What this task involves
Retype the listing below word for word, keeping every line, number, and blank line unchanged.
======== Given data ========
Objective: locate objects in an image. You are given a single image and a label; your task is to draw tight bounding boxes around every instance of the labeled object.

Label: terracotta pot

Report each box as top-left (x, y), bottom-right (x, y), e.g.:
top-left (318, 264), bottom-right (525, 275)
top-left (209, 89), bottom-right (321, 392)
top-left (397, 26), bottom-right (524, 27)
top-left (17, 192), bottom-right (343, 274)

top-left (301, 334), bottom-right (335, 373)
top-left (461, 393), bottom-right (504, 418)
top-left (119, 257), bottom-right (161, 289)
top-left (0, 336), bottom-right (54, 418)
========
Exercise result
Objective: locate objects in an image. You are given a single image and a label; your task is to draw tight bounding boxes around every instance of the labeled object.

Label: terracotta pot

Report each box as top-left (x, y), bottom-right (x, y), e.g.:
top-left (318, 264), bottom-right (525, 275)
top-left (209, 89), bottom-right (321, 392)
top-left (397, 26), bottom-right (524, 27)
top-left (17, 192), bottom-right (343, 274)

top-left (301, 334), bottom-right (335, 373)
top-left (461, 393), bottom-right (504, 418)
top-left (119, 257), bottom-right (161, 289)
top-left (0, 336), bottom-right (54, 418)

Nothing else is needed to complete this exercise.